# To do
Please rewrite everything from "Sen. Shelley Moore" down to "vote on Wednesday." in the border bill article below, substituting "voters" for "constituents".

# Passage shown
CHARLESTON — Sen. Joe Manchin says he is incredibly discouraged over the failure of a border security package that had been negotiated by a bipartisan group of his colleagues.

“Everything in this bill made the border a lot safer and helped us be able to control that border than what we have today,” Manchin, D-W.Va., said in a call with West Virginia reporters Thursday.

“And if you’re playing politics with everything you do in your life, that’s the safest thing you can do is a no vote because you don’t have to explain it a whole lot. Someone’s always mad about something in this world today. But if you want to improve things, you’re going to have to stand tall and say ‘Is it better than what I’ve had? I can make a difference.’”

The package included a range of restrictive border measures, plus aid funding for U.S. allies Ukraine, Israel and Taiwan.

The Senate vote on Wednesday was 49-50. At least 60 votes were needed to move it forward because of the Senate’s filibuster rules.

Manchin was frustrated by how some of his colleagues voted.

“This one took the wind out of my sail,” Manchin said. “These are friends of mine; these are people I respect, I like. And to get into a situation where on Sunday they told me one thing, on Monday they were maybe by Tuesday a little doubtful and by Wednesday changed completely and tried to justify it.

“If they had just told me ‘Hey guy, it’s all about politics,’ OK, I get it. But don’t try to justify something you basically fought for and thought was so right. Now you’re justifying why you voted against it. Just be up front with it: politics and this and that.”

The border proposal had come after months of negotiations by Republican James Lankford of Oklahoma, independent Kyrsten Sinema of Arizona and Democrat Chris Murphy of Connecticut.

Lankford said the bill would accomplish several conservative goals like building more border wall, hiring more Border Patrol agents, expanding detention capacity and speeding deportations.

Sinema, in remarks on the Senate floor, was outraged: “Turns out they want all talk and no action. It turns out border security is not a risk to our national security. It’s just a talking point for the election.”

Manchin voted in favor of the package. He said it might not have been perfect, but it was an improvement. He pointed toward its provisions for hiring of thousands more officers to evaluate asylum claims and adding hundreds more Border Patrol agents.

On asylum, Manchin said the policies would have ended “catch and release.” New standards would have required migrants to show during initial screenings that they have a reasonable possibility of being granted asylum.

“Why all of a sudden is perfect the enemy of the good?” Manchin said. “Why does it have to be just absolutely perfect. Because you know what, it’s never going to be perfect and you’re never going to vote for it unless it is perfect because that’s your political agenda.”

Sen. Shelley Moore Capito, R-W.Va., voted against the package. She had promoted border security legislation for months, but this week concluded “based on the overwhelming feedback I’ve received from West Virginians who have conveyed their concerns, I am unable to vote to advance this bill.”

The statement did not specify objections to particular policies within the negotiated border security package.

In a briefing with West Virginia reporters Thursday, Capito again cited concerns expressed by constituents. She also said senators didn’t have adequate time to consider the effects of policies in the package from the time it was unveiled last weekend to the vote on Wednesday.

# Given data

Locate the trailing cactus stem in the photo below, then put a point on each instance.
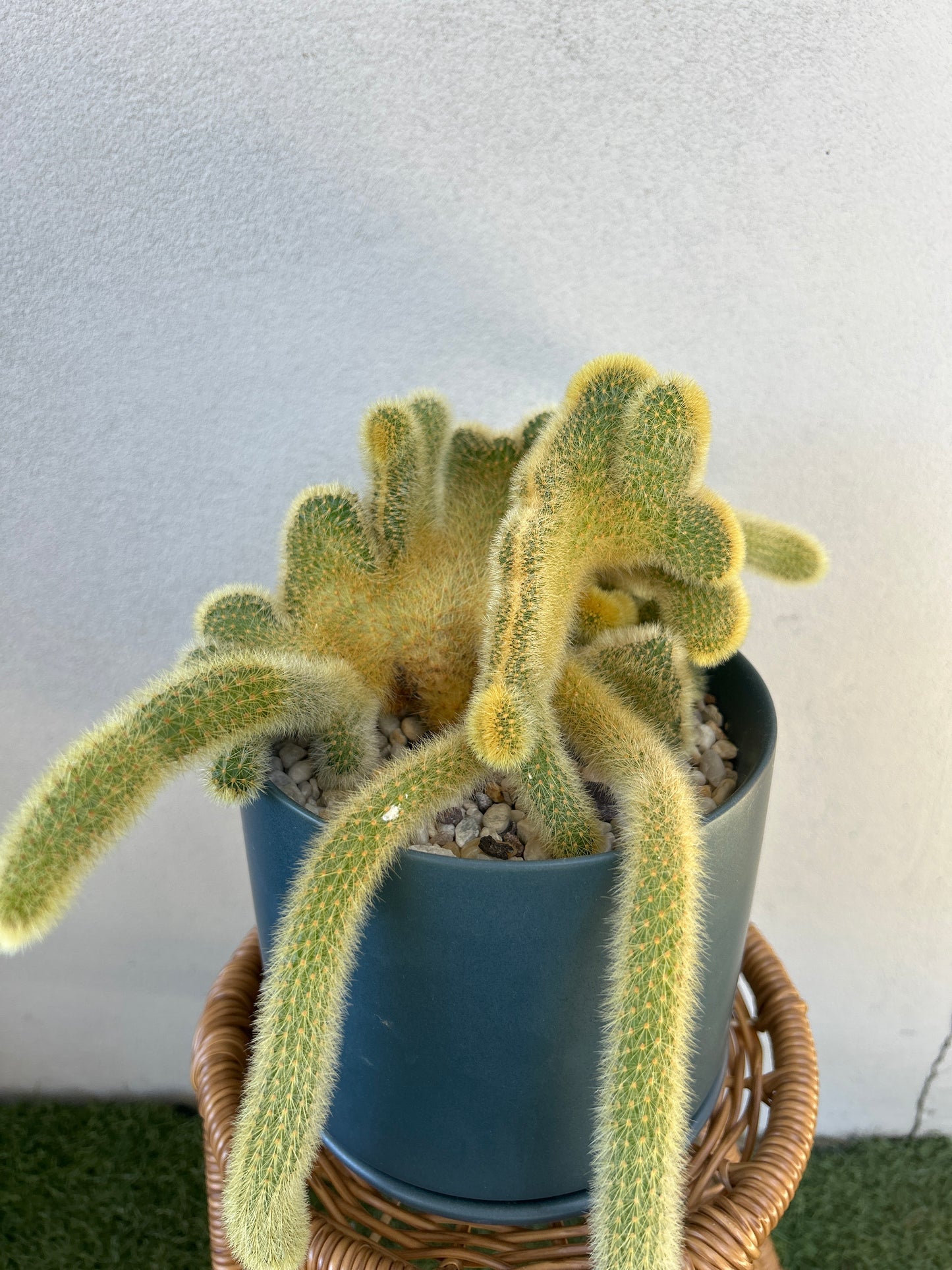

# Solution to this problem
Sen. Shelley Moore Capito, R-W.Va., voted against the package. She had promoted border security legislation for months, but this week concluded “based on the overwhelming feedback I’ve received from West Virginians who have conveyed their concerns, I am unable to vote to advance this bill.”

The statement did not specify objections to particular policies within the negotiated border security package.

In a briefing with West Virginia reporters Thursday, Capito again cited concerns expressed by voters. She also said senators didn’t have adequate time to consider the effects of policies in the package from the time it was unveiled last weekend to the vote on Wednesday.